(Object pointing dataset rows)
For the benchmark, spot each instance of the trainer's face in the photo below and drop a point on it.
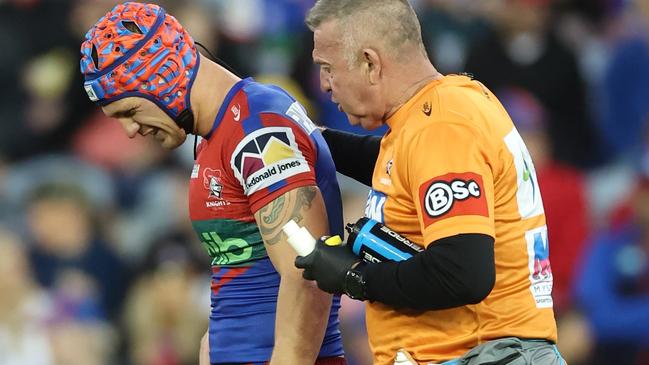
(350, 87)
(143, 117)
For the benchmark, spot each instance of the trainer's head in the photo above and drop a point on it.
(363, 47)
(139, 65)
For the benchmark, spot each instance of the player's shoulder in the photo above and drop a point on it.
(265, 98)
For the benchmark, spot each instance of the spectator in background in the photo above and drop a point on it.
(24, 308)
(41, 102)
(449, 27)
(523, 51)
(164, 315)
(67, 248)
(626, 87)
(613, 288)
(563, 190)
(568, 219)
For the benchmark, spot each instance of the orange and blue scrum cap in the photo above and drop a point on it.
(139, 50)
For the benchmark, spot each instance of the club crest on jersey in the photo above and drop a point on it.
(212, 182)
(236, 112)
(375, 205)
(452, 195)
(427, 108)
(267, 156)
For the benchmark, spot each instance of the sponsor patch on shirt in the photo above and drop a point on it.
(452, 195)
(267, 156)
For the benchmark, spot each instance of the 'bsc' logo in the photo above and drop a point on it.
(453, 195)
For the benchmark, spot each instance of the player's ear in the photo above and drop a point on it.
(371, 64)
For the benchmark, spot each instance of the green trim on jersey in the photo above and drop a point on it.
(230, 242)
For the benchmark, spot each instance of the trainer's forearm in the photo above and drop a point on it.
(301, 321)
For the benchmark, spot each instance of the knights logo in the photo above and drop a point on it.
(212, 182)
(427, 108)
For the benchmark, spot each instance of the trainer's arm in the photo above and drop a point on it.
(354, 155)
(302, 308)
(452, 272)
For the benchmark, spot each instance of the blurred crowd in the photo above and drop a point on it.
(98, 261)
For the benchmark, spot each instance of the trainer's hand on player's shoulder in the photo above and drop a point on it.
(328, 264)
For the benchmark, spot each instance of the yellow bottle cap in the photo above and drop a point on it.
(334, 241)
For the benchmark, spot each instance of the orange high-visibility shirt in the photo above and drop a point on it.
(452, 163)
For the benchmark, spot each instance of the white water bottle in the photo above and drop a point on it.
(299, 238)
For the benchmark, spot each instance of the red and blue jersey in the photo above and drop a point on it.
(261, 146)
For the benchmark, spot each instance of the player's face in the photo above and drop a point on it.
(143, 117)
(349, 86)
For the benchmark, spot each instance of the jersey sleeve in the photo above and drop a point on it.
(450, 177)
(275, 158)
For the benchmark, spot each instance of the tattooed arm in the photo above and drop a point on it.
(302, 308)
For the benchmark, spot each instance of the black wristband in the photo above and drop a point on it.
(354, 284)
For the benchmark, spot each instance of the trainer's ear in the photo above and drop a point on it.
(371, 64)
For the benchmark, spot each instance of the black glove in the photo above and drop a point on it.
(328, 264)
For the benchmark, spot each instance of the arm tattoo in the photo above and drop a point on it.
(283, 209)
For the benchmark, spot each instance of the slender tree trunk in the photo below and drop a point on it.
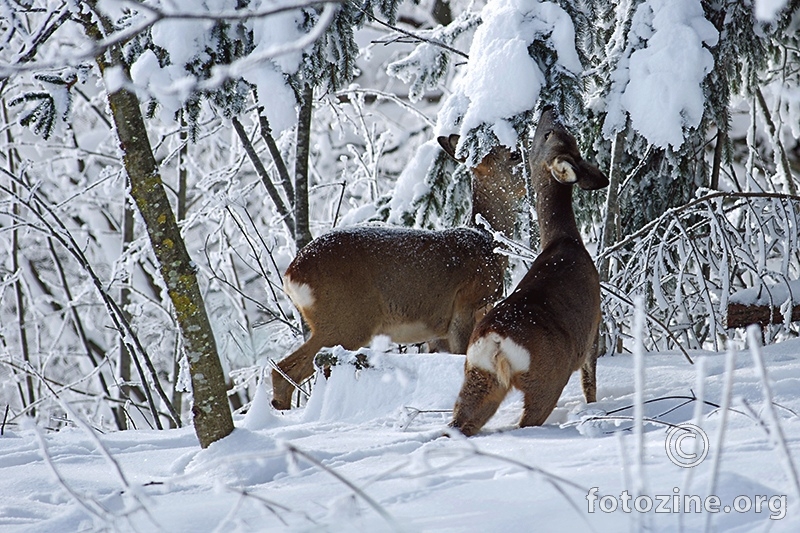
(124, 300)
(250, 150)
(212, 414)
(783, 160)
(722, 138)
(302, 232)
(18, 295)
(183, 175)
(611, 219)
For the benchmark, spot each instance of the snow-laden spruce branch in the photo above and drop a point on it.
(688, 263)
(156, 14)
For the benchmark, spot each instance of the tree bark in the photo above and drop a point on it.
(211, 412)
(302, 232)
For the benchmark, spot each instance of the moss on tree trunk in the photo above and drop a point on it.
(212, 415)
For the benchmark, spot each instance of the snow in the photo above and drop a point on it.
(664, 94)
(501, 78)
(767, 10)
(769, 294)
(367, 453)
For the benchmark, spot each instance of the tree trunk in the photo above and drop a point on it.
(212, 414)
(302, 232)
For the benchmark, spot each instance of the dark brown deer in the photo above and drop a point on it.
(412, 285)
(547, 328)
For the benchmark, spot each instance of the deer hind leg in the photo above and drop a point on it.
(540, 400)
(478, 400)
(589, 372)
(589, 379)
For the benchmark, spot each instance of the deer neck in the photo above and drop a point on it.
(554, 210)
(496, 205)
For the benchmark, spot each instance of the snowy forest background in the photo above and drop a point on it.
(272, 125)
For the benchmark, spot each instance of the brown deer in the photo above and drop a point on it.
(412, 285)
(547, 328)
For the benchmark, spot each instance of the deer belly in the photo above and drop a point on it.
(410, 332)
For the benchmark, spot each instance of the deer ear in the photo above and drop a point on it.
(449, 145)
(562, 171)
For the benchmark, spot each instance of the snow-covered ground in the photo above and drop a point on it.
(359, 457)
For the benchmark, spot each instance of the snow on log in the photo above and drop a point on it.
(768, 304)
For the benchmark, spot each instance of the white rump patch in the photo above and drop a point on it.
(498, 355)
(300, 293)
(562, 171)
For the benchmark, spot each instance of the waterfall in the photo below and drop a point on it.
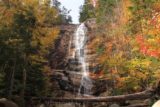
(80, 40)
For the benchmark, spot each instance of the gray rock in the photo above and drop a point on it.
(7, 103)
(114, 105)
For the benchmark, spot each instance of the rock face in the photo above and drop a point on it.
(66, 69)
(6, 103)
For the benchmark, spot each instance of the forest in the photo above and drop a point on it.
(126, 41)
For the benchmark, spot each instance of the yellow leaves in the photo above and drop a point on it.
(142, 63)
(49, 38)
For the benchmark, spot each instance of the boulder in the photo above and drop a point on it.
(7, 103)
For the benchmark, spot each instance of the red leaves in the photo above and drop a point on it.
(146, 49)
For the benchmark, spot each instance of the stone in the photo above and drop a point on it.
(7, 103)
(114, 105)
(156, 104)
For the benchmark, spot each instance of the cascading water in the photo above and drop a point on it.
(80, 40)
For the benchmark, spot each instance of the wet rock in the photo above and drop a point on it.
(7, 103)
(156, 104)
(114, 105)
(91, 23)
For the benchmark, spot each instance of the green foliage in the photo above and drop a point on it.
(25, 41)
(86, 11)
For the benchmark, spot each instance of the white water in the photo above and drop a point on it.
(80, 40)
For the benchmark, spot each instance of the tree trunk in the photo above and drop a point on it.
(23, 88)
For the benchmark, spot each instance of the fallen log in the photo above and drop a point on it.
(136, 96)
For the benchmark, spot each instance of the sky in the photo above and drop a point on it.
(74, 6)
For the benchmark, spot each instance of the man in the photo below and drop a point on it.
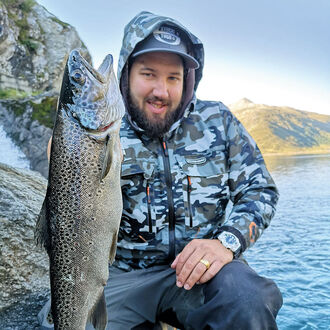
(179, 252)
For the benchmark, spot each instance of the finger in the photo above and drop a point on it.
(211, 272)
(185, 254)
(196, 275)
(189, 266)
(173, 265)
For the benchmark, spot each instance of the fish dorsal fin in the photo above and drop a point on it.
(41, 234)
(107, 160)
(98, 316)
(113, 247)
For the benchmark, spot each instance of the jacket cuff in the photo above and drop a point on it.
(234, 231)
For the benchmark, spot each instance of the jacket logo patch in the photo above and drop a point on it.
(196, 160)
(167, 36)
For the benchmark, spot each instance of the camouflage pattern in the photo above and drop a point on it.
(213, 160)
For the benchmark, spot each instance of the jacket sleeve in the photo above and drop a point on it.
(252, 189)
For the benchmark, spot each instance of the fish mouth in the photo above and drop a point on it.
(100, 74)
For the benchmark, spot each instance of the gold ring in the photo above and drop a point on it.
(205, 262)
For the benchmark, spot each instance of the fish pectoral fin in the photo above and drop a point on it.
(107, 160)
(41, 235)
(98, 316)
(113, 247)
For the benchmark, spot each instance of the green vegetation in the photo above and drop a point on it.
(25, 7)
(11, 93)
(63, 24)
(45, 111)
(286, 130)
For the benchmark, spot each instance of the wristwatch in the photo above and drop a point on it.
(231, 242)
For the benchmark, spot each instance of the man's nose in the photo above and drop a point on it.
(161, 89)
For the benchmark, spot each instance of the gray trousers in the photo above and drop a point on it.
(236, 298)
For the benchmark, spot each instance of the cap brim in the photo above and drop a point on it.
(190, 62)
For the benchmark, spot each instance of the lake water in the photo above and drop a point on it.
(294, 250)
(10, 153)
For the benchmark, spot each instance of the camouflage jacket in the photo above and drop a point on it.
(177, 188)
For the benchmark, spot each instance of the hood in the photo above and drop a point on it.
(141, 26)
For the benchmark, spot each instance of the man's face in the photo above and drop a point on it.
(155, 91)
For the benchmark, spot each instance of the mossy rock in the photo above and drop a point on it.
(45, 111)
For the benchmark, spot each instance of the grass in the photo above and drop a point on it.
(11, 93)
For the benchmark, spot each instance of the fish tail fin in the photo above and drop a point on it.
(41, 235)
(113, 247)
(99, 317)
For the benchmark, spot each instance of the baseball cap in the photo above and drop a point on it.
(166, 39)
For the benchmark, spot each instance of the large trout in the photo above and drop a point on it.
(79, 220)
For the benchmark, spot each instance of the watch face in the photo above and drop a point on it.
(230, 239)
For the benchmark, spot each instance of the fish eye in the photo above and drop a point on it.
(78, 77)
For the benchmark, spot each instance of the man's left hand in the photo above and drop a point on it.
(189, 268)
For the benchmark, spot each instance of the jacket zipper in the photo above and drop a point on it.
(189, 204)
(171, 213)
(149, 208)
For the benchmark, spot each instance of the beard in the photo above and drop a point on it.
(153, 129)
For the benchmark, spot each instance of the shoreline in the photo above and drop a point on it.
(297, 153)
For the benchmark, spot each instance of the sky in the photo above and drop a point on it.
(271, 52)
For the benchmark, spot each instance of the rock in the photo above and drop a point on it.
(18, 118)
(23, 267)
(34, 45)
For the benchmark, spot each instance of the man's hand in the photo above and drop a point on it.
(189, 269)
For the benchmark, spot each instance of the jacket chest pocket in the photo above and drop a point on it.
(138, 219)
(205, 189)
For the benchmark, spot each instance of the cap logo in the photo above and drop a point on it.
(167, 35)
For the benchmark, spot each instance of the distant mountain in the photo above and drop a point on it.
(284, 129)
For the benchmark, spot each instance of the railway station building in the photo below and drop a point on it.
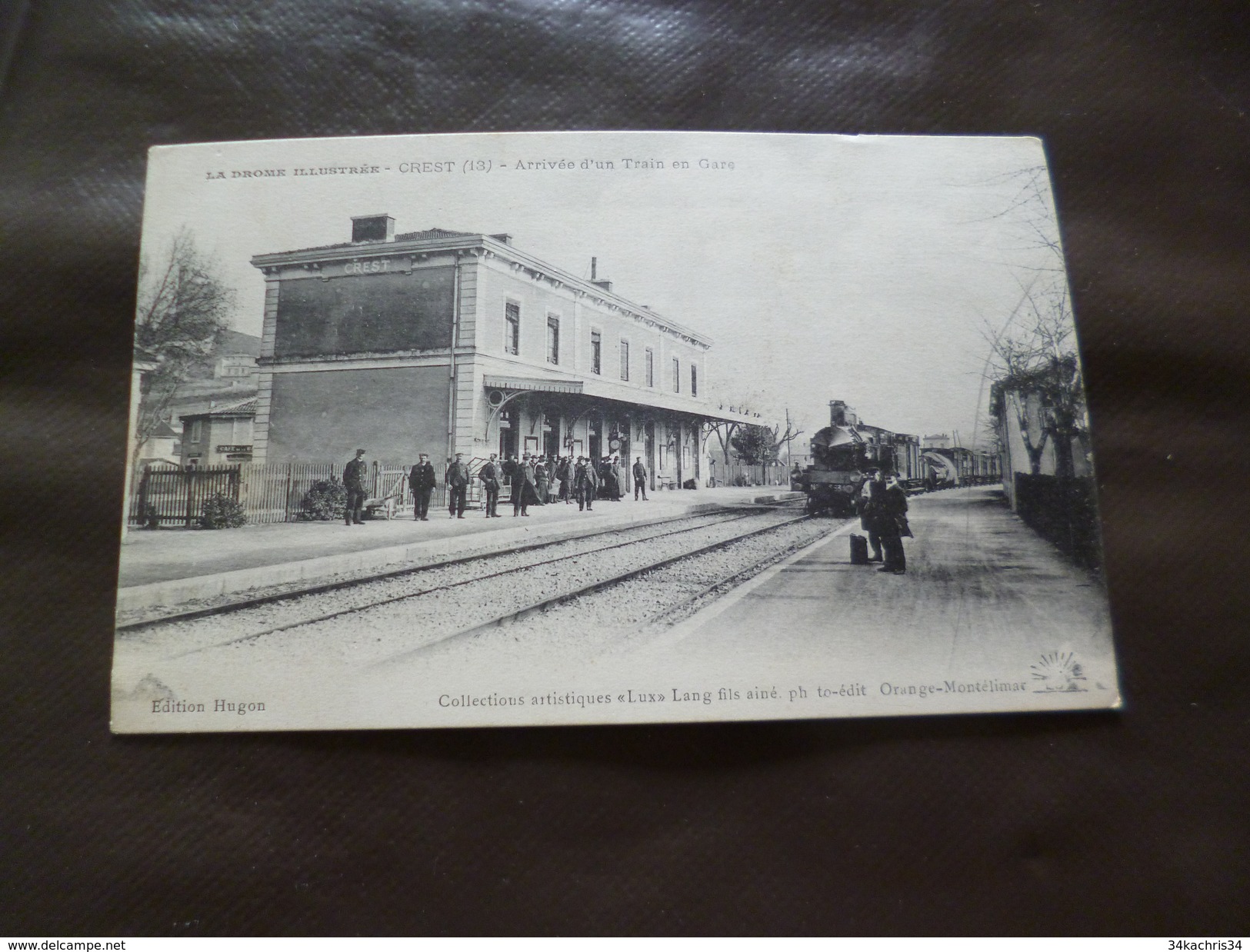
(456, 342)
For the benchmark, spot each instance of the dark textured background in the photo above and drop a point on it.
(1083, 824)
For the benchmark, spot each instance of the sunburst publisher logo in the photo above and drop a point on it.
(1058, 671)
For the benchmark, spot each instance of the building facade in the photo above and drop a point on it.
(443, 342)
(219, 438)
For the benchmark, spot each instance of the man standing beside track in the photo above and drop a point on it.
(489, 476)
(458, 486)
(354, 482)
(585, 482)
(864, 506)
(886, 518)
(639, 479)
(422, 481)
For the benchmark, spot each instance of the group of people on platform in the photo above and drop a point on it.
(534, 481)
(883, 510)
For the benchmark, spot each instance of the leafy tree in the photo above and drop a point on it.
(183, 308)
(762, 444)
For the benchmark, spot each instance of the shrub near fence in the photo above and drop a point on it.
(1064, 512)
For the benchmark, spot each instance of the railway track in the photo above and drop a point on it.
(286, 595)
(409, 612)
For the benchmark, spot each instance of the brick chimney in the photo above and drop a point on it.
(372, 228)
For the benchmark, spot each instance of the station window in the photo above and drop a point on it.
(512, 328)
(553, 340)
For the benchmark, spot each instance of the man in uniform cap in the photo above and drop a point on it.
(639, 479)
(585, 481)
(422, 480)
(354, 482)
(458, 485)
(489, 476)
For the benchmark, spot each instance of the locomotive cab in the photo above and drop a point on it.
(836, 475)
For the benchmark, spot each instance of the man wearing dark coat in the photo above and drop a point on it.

[Brief]: Quote, without alteration, the lines running from the line containing "For the benchmark, spot each instance of the railway station" to the last line of the entries, and include no pictures.

[Solution for this task]:
For the benchmark, spot each instance of the railway station building in the photo below and drop a point on it.
(456, 342)
For the benchmark, spot each instance of the dark textured background in the photo above and drop a point on it.
(1083, 824)
For the benchmark, spot each instance of the sunburst publisher logo in the photo above and drop a point on it.
(1058, 671)
For the benchmark, spot each instance of the building facade in the photo above and drop a point on it.
(443, 342)
(219, 438)
For the benchmark, spot each instance of the man standing beside track in the photo above and drop a point on it.
(489, 476)
(458, 486)
(354, 482)
(585, 482)
(864, 506)
(886, 518)
(639, 479)
(422, 481)
For the benchmark, spot each instance of the group of people on platform in the photo above and drop a point on it.
(534, 481)
(883, 510)
For the benchmark, spot each instance of the leafy tree in the photo above and drop a point on it.
(183, 308)
(762, 444)
For the benchmark, spot each instance of the shrub near fence in the photo above and drop a point on it.
(1064, 512)
For the benchmark, spot each instance of the railway track in the photo above and drop a point on it.
(286, 595)
(409, 612)
For the benchmark, spot each instance of the brick chimney in the photo above and drop a point on it.
(372, 228)
For the benchmark, spot each instance of the station window in the photo above and drop a point on it.
(512, 328)
(553, 340)
For the benchmark, spot each instance of the man in uniform cap in the photo above and drop a point on it.
(639, 479)
(585, 481)
(422, 480)
(354, 482)
(458, 485)
(489, 476)
For the benchmark, spot each instance of the locomotive cab in the photo above and drop a point on it.
(836, 475)
For the benchmark, spot each instance of the man wearing dark coat in the photo above and drop a point on it.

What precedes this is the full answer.